_The problem_
Show every line in the rows below that contains the word "white", copying each such line in full.

● ● ● ●

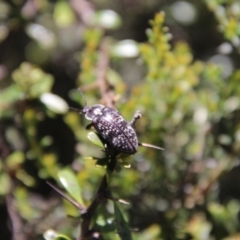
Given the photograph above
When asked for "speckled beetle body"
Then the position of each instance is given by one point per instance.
(113, 128)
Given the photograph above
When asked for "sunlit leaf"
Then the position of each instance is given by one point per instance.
(93, 137)
(70, 183)
(54, 103)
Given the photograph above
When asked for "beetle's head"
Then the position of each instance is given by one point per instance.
(91, 112)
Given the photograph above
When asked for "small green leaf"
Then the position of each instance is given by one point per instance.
(121, 225)
(5, 183)
(70, 183)
(54, 103)
(51, 234)
(14, 160)
(93, 137)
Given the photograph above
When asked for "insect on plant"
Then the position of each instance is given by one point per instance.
(113, 128)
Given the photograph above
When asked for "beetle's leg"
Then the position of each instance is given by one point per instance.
(89, 126)
(136, 116)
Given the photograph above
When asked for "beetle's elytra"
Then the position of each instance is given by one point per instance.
(113, 128)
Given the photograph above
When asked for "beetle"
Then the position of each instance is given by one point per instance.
(113, 128)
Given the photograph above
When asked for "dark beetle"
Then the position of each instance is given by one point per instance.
(113, 128)
(116, 131)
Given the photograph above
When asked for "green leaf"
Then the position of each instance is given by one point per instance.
(54, 103)
(121, 225)
(70, 183)
(53, 235)
(5, 183)
(93, 137)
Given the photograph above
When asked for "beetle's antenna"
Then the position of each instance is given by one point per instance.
(150, 146)
(84, 99)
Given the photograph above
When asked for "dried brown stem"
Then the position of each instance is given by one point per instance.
(99, 199)
(102, 68)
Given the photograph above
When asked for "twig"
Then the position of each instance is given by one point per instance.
(16, 222)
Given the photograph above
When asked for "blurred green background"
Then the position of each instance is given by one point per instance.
(175, 61)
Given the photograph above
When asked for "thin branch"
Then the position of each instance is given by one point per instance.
(16, 221)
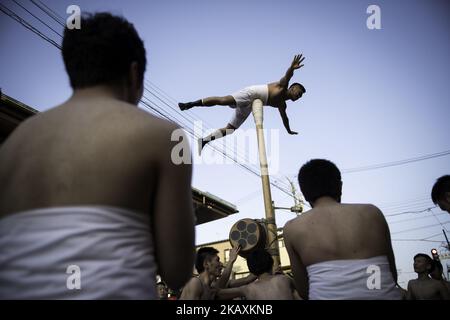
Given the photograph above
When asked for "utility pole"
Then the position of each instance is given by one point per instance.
(445, 235)
(257, 110)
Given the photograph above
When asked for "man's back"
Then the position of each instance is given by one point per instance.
(340, 231)
(96, 151)
(339, 250)
(107, 155)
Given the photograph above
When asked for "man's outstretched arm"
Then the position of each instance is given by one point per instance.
(296, 64)
(285, 119)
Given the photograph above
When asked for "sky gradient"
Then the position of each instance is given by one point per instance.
(373, 96)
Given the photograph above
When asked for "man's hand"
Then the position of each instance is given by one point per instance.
(296, 63)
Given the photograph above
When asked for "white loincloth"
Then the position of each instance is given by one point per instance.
(112, 247)
(352, 280)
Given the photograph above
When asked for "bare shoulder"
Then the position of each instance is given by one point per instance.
(296, 225)
(364, 208)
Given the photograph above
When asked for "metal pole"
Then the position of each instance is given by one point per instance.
(445, 235)
(257, 110)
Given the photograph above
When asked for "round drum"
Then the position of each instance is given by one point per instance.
(249, 234)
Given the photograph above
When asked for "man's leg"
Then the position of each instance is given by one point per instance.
(220, 133)
(207, 102)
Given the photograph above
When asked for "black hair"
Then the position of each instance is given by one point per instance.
(298, 84)
(318, 178)
(102, 50)
(441, 186)
(427, 258)
(204, 254)
(437, 264)
(259, 262)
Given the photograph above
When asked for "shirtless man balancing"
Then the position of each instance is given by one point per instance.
(274, 94)
(91, 184)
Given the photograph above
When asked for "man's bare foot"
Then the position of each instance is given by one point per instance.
(200, 144)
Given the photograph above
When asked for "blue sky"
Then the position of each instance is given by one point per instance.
(373, 96)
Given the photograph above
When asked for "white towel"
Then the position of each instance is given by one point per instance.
(360, 279)
(112, 248)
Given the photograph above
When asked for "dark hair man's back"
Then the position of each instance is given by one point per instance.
(343, 239)
(104, 166)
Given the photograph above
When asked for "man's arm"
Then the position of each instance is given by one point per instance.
(282, 110)
(173, 225)
(223, 280)
(192, 290)
(297, 266)
(296, 64)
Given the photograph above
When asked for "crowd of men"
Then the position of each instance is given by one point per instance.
(93, 207)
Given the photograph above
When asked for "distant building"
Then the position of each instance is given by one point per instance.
(207, 206)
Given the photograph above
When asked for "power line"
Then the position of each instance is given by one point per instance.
(418, 228)
(37, 18)
(408, 212)
(30, 27)
(397, 163)
(412, 219)
(27, 25)
(52, 14)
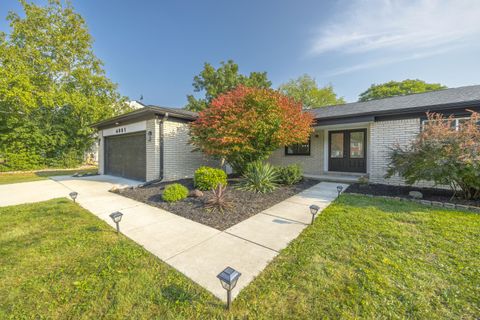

● ● ● ●

_Solution to the problem_
When asked for "white loincloth"
When asked for "white towel"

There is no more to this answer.